§ What is expected
The lines below starting at the line containing "Each instance receives a single keypoint. Tag the landscaping" and ending at the line containing "Each instance receives a single keypoint. Tag the stone" are to be repeated exactly, with both ends kept and nothing else added.

§ Exercise material
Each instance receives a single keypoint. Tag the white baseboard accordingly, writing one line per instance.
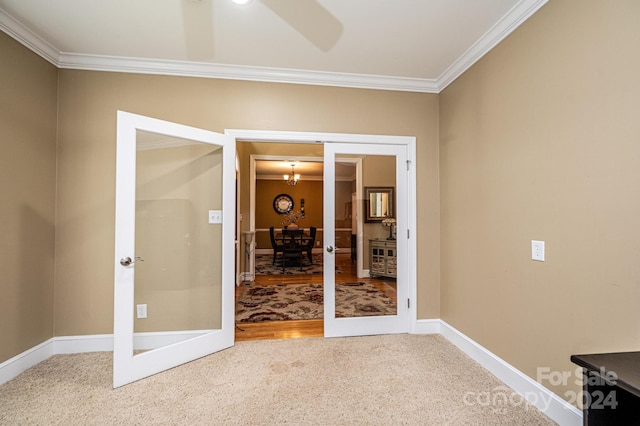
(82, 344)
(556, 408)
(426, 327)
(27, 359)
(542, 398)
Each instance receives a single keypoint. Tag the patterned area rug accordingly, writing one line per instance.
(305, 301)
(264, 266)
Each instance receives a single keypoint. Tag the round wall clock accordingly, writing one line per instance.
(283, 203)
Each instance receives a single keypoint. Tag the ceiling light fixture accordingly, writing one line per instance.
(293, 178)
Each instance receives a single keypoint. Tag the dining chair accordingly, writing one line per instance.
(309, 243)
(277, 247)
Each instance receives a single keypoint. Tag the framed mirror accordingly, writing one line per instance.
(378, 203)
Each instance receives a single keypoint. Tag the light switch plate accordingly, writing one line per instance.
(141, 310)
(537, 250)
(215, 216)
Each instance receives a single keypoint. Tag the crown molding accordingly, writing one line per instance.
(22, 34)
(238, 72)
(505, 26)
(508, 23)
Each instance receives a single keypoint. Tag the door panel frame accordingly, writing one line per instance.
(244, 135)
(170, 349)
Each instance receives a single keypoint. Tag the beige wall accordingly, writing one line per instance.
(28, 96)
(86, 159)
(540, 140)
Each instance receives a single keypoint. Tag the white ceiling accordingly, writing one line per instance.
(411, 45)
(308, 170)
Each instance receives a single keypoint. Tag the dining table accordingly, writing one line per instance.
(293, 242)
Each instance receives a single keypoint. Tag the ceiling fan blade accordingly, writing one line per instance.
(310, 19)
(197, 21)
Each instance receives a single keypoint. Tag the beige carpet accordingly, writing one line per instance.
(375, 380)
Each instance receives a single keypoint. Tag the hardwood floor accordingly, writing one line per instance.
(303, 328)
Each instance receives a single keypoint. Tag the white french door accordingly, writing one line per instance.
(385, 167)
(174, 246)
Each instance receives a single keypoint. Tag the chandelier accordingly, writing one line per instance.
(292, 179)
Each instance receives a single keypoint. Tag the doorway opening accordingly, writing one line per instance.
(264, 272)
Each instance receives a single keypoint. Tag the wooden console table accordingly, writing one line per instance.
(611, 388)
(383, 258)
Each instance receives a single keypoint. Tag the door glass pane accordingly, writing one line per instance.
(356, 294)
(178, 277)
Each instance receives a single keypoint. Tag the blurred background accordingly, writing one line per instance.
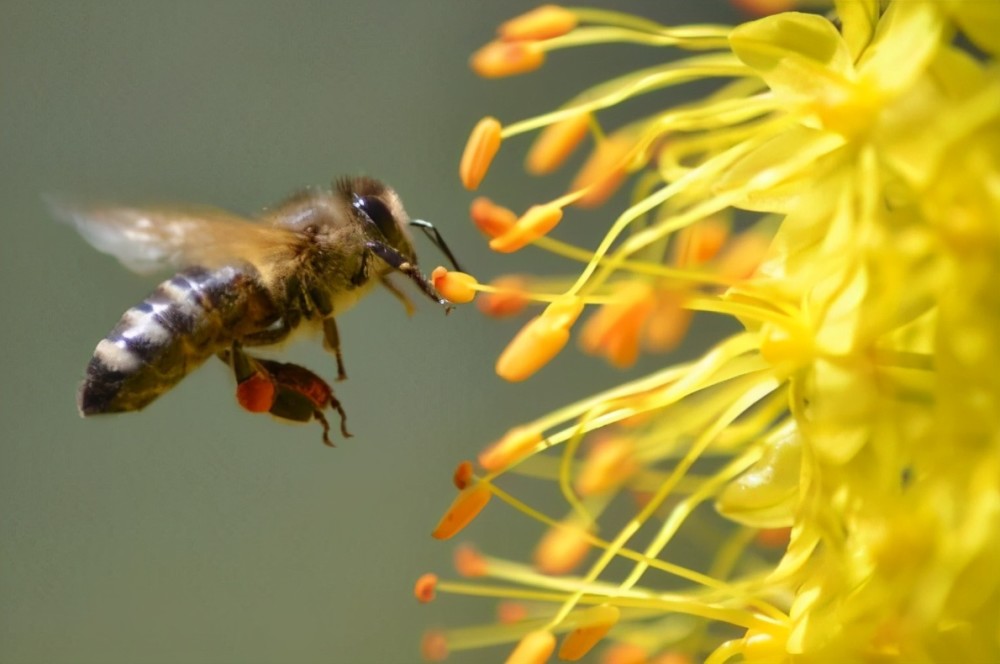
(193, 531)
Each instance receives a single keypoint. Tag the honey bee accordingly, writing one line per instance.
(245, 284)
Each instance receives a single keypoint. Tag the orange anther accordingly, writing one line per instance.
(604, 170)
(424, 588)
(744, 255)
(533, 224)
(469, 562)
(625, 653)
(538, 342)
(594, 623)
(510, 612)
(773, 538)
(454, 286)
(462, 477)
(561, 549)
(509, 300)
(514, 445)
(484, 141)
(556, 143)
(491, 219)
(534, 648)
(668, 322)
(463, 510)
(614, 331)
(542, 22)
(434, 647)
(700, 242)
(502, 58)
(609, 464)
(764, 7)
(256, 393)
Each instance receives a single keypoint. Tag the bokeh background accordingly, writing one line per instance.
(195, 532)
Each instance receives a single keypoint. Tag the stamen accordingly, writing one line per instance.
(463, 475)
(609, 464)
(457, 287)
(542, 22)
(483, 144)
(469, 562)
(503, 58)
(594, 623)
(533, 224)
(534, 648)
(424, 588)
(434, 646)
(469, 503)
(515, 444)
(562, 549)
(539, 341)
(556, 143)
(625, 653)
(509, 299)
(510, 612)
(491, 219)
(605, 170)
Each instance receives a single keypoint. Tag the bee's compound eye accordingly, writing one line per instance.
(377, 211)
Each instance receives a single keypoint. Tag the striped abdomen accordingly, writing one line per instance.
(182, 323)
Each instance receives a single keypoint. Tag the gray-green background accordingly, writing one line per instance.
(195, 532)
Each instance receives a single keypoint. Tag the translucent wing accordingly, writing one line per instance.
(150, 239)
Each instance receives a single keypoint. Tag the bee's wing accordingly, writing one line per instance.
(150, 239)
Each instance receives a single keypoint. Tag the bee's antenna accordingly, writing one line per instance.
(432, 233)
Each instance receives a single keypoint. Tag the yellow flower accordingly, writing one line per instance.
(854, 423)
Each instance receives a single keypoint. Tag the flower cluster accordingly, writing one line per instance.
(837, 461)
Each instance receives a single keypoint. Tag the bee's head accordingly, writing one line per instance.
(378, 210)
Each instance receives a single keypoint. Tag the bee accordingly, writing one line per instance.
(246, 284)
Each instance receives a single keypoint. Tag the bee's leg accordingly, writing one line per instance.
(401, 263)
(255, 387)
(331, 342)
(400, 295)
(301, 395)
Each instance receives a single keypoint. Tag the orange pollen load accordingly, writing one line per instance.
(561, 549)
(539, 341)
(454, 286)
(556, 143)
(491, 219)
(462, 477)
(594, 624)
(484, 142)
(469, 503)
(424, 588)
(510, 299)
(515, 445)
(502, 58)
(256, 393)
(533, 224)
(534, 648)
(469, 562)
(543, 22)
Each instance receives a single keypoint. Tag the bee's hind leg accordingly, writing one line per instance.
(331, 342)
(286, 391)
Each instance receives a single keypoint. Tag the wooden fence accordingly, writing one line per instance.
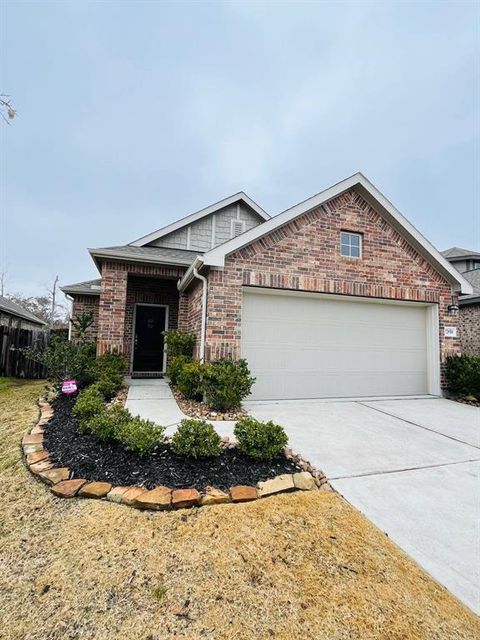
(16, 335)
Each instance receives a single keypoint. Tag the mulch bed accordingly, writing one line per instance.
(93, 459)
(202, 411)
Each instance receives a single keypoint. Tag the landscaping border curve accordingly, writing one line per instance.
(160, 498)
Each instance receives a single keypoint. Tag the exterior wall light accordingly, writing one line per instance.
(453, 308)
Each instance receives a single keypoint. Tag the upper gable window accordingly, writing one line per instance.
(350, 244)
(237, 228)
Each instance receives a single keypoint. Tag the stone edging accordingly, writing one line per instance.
* * *
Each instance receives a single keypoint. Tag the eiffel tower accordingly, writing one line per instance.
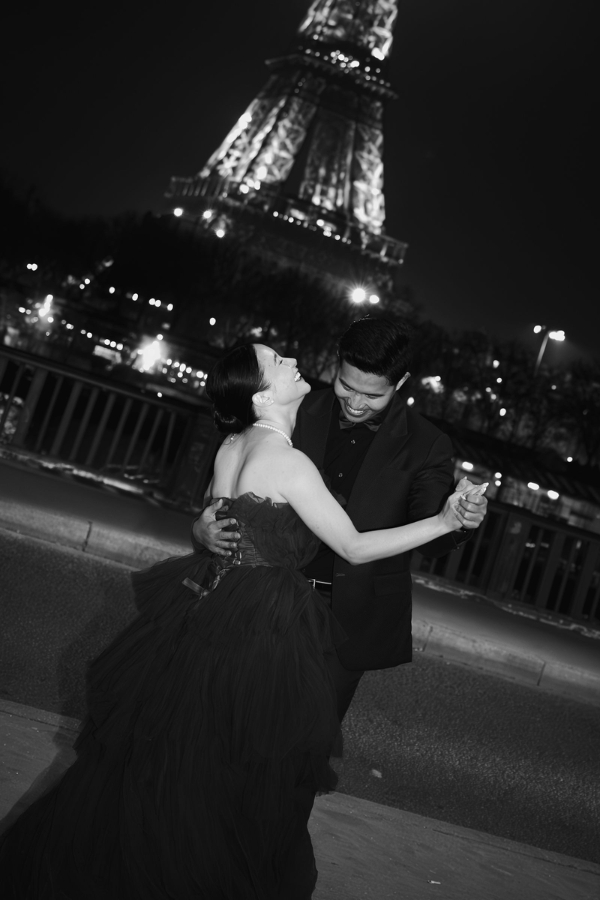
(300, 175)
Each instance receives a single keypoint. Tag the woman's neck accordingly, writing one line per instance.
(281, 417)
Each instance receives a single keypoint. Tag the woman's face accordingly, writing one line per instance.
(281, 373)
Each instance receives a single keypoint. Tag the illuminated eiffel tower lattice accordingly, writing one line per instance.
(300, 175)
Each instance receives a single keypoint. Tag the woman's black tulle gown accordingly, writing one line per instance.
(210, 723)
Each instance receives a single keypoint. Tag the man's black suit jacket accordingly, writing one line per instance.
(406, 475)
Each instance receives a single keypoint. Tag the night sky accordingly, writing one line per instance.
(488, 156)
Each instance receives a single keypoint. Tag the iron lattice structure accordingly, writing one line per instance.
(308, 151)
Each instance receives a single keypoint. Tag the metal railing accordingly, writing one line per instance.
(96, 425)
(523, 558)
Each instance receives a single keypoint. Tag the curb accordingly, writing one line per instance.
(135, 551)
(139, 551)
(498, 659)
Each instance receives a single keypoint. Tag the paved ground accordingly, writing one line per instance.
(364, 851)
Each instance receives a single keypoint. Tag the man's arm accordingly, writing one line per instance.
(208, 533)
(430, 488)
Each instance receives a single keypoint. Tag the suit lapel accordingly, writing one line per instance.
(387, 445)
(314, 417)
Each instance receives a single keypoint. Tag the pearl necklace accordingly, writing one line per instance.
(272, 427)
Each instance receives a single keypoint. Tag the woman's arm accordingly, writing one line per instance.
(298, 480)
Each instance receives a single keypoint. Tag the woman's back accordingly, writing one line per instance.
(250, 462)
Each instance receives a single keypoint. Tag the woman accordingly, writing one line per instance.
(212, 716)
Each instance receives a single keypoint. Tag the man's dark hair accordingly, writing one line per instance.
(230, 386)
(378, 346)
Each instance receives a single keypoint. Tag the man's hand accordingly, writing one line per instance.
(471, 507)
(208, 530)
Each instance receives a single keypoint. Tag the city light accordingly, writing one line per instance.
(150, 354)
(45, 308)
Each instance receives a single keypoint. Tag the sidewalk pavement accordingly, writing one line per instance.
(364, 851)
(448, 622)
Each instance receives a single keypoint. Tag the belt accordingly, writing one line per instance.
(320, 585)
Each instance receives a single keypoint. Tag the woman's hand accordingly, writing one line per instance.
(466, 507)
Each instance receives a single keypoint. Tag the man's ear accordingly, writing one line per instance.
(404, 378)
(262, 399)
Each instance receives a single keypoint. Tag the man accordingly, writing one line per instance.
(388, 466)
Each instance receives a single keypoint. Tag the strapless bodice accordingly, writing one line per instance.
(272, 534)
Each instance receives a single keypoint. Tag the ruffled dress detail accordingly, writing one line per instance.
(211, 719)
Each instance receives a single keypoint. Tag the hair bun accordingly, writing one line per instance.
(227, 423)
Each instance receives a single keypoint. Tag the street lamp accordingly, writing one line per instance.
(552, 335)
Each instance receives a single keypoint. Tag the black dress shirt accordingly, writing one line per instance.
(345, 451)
==
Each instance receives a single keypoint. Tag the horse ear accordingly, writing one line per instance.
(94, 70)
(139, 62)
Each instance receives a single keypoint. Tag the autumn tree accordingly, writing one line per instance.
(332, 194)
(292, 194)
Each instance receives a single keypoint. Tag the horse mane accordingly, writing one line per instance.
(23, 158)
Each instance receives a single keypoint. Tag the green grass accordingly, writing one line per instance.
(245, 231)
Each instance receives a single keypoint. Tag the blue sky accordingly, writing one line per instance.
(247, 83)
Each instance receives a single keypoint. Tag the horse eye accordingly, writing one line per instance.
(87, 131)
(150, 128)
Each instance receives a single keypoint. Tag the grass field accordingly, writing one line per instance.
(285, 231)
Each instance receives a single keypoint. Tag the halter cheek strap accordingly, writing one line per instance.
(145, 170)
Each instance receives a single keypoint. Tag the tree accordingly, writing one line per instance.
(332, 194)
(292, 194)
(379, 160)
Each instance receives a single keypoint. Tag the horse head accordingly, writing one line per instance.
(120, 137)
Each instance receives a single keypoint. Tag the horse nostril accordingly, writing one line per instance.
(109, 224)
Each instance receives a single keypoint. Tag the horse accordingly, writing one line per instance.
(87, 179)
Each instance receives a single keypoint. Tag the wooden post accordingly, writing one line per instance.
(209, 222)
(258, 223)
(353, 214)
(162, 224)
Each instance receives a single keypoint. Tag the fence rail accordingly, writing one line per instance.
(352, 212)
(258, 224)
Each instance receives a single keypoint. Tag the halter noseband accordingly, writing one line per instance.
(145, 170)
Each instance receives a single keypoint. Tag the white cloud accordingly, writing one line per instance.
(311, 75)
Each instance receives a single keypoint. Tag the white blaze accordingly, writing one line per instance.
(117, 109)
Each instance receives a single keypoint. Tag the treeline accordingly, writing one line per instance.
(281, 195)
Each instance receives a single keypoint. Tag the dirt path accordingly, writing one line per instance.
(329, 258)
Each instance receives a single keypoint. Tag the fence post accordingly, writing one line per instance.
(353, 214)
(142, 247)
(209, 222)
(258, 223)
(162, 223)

§ Exercise response
Each instance receives a single keypoint. Tag the landscaping border curve accordingly, writing one line per instance.
(160, 498)
Each instance receives a single keypoint. Tag the exterior wall light accordingly, writing one line per instance.
(453, 308)
Each instance receives a single keypoint. Tag the upper gable window accordingly, writing one line per instance.
(350, 244)
(237, 228)
Each instance receives a single keypoint. Tag the stone edging accordingly, writing one line per instance.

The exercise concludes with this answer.